» MATERIAL PROVIDED

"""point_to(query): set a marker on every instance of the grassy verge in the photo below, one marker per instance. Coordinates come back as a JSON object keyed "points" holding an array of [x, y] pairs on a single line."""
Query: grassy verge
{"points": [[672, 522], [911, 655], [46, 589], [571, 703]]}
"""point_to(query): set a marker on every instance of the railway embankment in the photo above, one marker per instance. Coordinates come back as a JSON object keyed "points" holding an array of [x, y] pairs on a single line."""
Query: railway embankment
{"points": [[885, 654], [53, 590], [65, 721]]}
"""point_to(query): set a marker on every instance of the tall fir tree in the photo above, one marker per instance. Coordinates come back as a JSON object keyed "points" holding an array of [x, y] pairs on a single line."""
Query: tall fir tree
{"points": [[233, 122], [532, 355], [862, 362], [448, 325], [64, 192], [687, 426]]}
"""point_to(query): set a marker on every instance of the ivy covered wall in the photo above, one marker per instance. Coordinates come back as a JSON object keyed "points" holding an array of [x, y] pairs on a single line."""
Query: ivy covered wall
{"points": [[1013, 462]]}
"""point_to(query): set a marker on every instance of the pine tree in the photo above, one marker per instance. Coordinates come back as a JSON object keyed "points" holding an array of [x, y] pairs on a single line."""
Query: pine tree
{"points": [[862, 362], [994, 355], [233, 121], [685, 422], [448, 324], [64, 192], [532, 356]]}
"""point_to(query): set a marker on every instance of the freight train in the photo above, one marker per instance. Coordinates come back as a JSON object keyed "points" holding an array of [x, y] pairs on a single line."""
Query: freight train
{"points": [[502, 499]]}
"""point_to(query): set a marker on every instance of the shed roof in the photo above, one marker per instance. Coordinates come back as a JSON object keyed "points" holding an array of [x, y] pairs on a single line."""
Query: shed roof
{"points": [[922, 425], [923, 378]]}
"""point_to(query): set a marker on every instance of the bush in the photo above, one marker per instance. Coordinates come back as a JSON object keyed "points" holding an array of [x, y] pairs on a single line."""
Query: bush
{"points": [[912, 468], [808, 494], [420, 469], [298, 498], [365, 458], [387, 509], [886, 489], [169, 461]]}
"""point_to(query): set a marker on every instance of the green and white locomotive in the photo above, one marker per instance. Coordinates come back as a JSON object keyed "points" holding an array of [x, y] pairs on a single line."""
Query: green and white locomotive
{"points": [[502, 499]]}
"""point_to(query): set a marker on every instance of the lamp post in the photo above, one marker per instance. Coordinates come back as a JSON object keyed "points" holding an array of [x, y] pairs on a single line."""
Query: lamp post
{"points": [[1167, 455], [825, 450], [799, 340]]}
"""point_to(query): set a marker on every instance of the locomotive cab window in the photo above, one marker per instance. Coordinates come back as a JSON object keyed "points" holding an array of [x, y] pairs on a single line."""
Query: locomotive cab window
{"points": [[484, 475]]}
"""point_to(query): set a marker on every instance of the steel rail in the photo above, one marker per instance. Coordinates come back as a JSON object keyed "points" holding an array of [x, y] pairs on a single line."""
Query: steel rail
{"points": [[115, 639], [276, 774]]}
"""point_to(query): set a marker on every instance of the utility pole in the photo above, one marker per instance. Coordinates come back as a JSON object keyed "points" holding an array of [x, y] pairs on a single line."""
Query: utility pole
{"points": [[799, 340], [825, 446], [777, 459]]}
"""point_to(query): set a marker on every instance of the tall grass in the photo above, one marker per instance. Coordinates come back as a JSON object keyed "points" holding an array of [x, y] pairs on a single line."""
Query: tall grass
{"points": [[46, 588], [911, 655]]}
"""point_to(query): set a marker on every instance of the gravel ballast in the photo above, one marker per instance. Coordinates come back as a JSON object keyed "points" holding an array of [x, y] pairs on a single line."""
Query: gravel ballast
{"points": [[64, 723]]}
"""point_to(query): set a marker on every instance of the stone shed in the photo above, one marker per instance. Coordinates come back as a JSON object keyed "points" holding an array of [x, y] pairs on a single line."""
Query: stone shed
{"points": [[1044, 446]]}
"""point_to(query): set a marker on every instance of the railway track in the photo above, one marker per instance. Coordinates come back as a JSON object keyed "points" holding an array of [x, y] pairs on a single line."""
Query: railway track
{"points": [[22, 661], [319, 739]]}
* * *
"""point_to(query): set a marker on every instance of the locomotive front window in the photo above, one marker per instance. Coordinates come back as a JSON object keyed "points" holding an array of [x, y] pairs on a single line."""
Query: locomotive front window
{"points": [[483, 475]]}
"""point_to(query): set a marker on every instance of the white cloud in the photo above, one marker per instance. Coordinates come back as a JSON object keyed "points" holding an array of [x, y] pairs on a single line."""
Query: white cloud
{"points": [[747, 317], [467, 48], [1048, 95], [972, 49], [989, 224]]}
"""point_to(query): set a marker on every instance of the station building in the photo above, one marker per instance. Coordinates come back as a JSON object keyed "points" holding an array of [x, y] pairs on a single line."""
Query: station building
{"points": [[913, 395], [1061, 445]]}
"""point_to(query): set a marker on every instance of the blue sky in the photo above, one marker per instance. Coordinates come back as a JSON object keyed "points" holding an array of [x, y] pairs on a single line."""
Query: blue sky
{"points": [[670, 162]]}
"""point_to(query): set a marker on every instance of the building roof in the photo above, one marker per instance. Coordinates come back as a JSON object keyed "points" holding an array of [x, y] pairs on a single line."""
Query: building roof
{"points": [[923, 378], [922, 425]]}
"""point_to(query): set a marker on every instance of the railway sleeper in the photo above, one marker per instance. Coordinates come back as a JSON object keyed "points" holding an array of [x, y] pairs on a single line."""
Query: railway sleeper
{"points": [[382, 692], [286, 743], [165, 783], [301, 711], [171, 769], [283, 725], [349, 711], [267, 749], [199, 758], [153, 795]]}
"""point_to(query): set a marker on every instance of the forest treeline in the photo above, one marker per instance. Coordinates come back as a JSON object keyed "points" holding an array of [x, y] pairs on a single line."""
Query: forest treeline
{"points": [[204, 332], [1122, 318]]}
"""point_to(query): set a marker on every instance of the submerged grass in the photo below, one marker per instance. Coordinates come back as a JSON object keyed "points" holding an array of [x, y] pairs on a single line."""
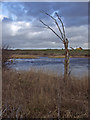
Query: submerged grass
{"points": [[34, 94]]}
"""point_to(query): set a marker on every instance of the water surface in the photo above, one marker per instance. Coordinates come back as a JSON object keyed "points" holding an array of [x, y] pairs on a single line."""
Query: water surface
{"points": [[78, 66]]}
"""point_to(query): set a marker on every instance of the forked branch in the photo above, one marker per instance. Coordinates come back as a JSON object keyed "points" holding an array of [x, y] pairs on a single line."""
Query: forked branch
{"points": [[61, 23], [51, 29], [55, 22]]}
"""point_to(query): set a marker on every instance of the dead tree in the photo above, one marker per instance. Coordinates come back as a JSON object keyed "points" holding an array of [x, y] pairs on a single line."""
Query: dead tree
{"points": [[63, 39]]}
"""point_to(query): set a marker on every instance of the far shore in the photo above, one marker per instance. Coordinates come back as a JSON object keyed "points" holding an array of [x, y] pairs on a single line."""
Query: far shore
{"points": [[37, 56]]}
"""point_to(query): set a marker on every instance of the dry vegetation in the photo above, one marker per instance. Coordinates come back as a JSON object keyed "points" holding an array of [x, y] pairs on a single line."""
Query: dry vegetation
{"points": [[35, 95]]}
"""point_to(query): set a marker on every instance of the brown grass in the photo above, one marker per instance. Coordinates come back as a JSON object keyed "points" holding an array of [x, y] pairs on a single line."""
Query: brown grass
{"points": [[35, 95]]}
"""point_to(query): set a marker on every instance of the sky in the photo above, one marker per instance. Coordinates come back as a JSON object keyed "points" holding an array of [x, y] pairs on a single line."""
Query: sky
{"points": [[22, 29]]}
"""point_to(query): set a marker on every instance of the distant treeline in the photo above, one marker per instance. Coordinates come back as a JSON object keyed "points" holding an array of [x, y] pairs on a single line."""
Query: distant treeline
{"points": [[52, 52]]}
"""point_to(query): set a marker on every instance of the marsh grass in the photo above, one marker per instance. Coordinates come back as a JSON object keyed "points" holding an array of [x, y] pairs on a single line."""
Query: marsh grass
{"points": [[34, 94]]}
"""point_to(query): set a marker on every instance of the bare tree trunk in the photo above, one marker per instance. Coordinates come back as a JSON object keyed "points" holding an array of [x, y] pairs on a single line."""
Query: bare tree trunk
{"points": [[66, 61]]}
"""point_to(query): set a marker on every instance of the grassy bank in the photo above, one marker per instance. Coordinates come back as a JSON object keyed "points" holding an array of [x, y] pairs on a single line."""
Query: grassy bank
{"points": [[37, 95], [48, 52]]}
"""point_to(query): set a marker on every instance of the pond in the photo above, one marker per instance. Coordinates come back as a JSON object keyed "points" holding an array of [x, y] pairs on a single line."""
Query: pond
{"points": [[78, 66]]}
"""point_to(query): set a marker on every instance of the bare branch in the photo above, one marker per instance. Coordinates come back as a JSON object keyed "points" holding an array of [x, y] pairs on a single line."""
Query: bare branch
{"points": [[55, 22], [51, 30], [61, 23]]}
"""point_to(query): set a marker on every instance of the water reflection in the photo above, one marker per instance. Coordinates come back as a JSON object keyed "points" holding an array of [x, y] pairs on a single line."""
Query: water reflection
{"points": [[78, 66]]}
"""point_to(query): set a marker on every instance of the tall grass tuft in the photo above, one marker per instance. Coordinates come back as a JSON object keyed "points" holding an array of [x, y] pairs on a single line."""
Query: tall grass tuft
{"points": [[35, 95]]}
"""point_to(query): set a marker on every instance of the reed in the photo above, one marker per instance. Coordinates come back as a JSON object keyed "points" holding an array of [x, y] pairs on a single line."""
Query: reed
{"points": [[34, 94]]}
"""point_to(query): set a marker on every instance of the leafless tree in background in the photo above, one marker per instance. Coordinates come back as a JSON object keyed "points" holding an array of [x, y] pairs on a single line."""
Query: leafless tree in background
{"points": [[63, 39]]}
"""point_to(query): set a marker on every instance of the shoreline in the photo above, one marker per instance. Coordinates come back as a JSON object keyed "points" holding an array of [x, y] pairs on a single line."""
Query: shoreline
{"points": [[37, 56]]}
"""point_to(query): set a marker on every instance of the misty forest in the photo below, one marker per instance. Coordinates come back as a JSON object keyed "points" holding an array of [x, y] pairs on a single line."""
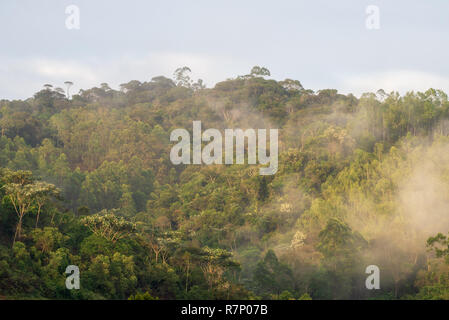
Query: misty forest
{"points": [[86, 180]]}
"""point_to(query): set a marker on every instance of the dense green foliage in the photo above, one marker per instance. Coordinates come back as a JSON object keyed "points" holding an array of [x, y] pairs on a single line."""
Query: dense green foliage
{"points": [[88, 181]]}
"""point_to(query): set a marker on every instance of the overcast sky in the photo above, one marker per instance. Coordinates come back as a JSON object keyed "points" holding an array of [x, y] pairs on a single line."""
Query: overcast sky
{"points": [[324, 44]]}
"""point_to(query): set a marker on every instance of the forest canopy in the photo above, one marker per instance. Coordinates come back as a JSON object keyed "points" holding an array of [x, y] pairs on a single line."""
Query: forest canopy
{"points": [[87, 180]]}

» OBJECTIVE
Report every line in the rows above that contains the word "verge", copying each one in full.

» TASK OUTPUT
"""point_to(query): set a marker on every instance of the grassy verge in the photo below, one marker per instance. Coordinates come back as a JSON object keyed "points" holding an array of [x, y] pairs on a single line."""
Query: grassy verge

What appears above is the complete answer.